Directions:
Convert the material below into a numbered list, one line per item, leaving out blank lines and omitting the pictures.

Given data:
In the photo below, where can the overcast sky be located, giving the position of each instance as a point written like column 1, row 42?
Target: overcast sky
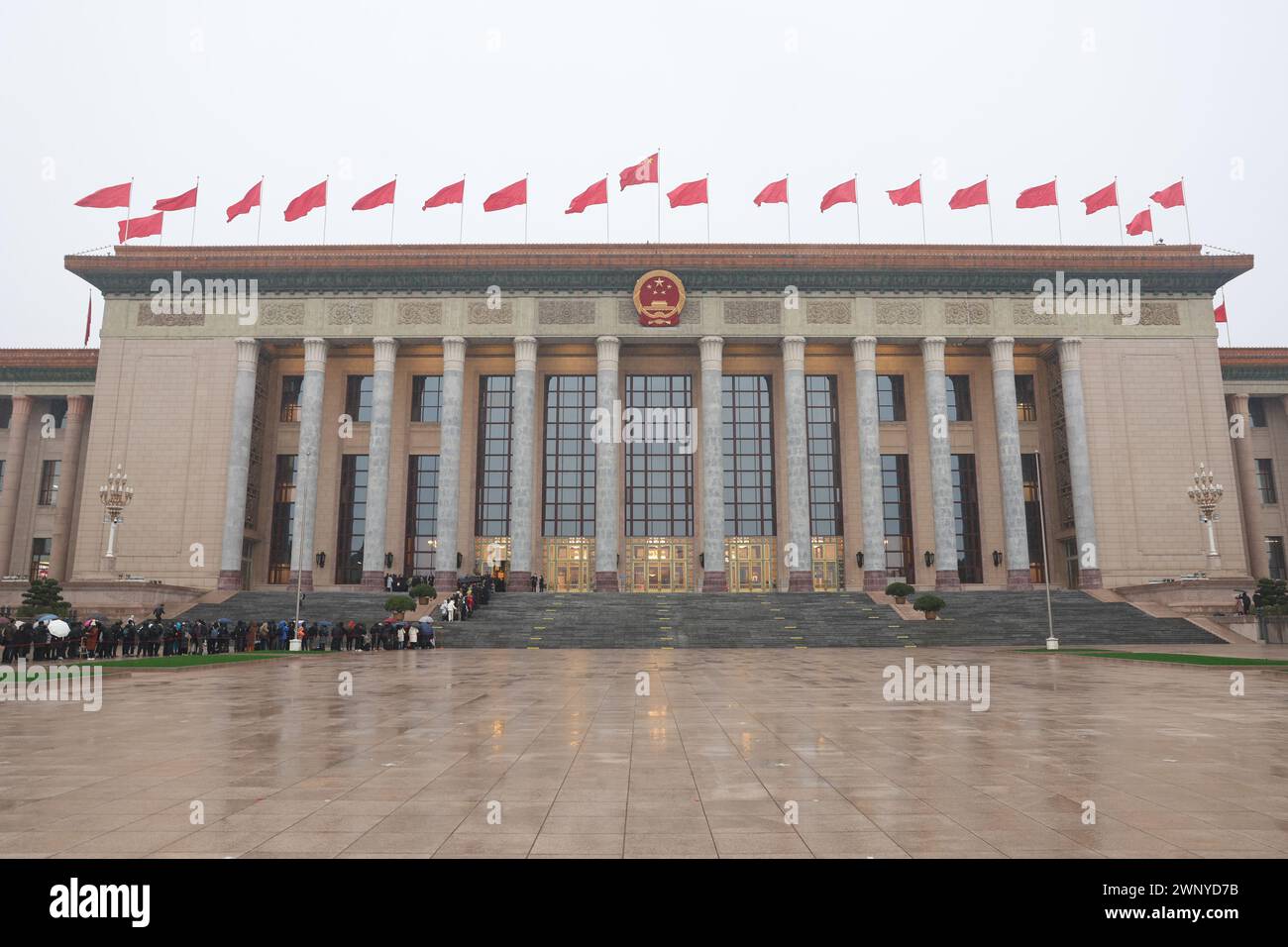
column 98, row 93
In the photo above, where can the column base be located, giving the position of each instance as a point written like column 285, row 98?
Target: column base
column 875, row 579
column 1018, row 579
column 799, row 579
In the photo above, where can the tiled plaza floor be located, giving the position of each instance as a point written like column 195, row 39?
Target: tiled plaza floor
column 576, row 763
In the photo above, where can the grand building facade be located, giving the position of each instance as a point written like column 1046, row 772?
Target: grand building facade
column 805, row 418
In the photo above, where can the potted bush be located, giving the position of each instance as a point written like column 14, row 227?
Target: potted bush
column 901, row 591
column 930, row 604
column 399, row 604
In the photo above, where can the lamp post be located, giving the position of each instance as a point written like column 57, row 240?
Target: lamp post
column 115, row 495
column 1206, row 493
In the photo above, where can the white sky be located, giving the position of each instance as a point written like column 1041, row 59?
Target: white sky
column 95, row 93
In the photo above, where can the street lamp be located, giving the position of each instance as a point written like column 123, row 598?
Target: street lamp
column 1206, row 493
column 115, row 495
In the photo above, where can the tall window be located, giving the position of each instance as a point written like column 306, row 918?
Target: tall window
column 492, row 495
column 897, row 512
column 890, row 398
column 748, row 455
column 823, row 445
column 426, row 398
column 570, row 470
column 1266, row 480
column 50, row 474
column 419, row 557
column 292, row 385
column 966, row 515
column 660, row 474
column 282, row 531
column 958, row 397
column 353, row 521
column 357, row 397
column 1025, row 398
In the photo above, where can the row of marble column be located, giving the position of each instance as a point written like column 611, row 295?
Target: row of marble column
column 608, row 475
column 64, row 512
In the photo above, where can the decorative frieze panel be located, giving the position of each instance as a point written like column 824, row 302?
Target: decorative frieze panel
column 566, row 312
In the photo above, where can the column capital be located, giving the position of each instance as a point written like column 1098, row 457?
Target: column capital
column 864, row 354
column 794, row 352
column 712, row 351
column 932, row 352
column 524, row 354
column 1003, row 348
column 314, row 355
column 1070, row 354
column 606, row 351
column 386, row 352
column 248, row 354
column 454, row 354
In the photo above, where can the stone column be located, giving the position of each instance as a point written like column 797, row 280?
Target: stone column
column 1249, row 497
column 870, row 463
column 307, row 462
column 715, row 578
column 450, row 464
column 239, row 466
column 522, row 468
column 608, row 474
column 14, row 459
column 1080, row 463
column 1009, row 463
column 800, row 570
column 64, row 523
column 940, row 463
column 377, row 463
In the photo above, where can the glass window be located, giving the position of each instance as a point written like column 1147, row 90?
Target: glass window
column 957, row 386
column 492, row 479
column 1266, row 480
column 291, row 388
column 426, row 398
column 890, row 398
column 748, row 455
column 357, row 397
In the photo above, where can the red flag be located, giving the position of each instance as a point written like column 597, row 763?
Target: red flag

Result for this task:
1. In the photo below, where can the overcast sky be located, giving the position of each instance as a point written like column 1, row 42?
2. Target: overcast sky
3. column 98, row 93
4. In the photo above, where can the column base be located, giving the position of each instance as a point written like column 285, row 98?
5. Target: column base
6. column 875, row 579
7. column 1018, row 579
8. column 799, row 579
9. In the photo above, where can the tiled plaza floor be located, giving the position of each instance as a point written like column 195, row 39?
10. Target: tiled plaza floor
11. column 576, row 763
12. In the photo above, where can the grand building facade be located, giving the position of each instance as a point written like column 1046, row 772?
13. Target: grand building facade
14. column 805, row 418
15. In the photo above, where can the potted bush be located, giving the position of each instance as a point written like column 14, row 227?
16. Target: potted bush
17. column 901, row 591
18. column 930, row 604
19. column 399, row 604
20. In the photo above, where can the lamp post be located, giving the position of each instance as a point written like column 57, row 240?
21. Target: lamp post
22. column 115, row 495
23. column 1206, row 493
24. In the photo above, where can the white sky be located, giving the position of each instance as a point written like column 1041, row 59?
25. Target: white sky
26. column 95, row 93
27. In the photo above, where can the street lamp be located, giving the position of each instance as a point written like column 123, row 598?
28. Target: street lamp
29. column 1206, row 493
30. column 115, row 495
31. In the photo above, where can the tall window be located, giving the position of each instance as a point written like column 306, row 918?
32. Target: tall window
33. column 492, row 495
34. column 897, row 512
35. column 890, row 398
36. column 748, row 455
37. column 823, row 445
38. column 426, row 398
39. column 570, row 470
40. column 1266, row 480
41. column 50, row 474
42. column 419, row 557
43. column 292, row 385
44. column 966, row 515
45. column 660, row 474
46. column 282, row 531
47. column 958, row 397
48. column 353, row 521
49. column 357, row 397
50. column 1025, row 398
51. In the photo above, where can the row of marble column be located, giving the position of each instance as a point written like column 611, row 295?
52. Target: row of marble column
53. column 608, row 475
54. column 64, row 512
55. In the photo above, where can the decorative frieze panel be located, giving the position of each instance as a point written like column 824, row 302?
56. Target: decorative frieze panel
57. column 566, row 312
58. In the photo above, where can the column capital be located, giving the position of each instance as a point written like column 1098, row 457?
59. Target: column capital
60. column 864, row 354
61. column 794, row 352
62. column 712, row 351
63. column 932, row 352
64. column 524, row 354
65. column 1003, row 348
66. column 314, row 355
67. column 1070, row 354
68. column 606, row 351
69. column 386, row 352
70. column 248, row 354
71. column 454, row 354
72. In the photo above, where can the stone column be located, giving the position of each instance as a point written like column 797, row 280?
73. Target: stone column
74. column 1249, row 497
75. column 870, row 463
76. column 307, row 462
77. column 715, row 578
78. column 450, row 464
79. column 239, row 466
80. column 522, row 468
81. column 608, row 474
82. column 14, row 459
83. column 1080, row 463
84. column 1009, row 463
85. column 800, row 570
86. column 64, row 523
87. column 940, row 463
88. column 377, row 463
89. In the photo above, where can the glass window be located, giving the position of each instance as a point written like column 1147, row 90?
90. Target: glass window
91. column 957, row 386
92. column 492, row 479
93. column 1266, row 480
94. column 291, row 388
95. column 426, row 398
96. column 890, row 398
97. column 748, row 455
98. column 357, row 397
99. In the photo above, where can the red flag be located, giving the position of each instance as a point written like column 597, row 763?
100. Target: red flag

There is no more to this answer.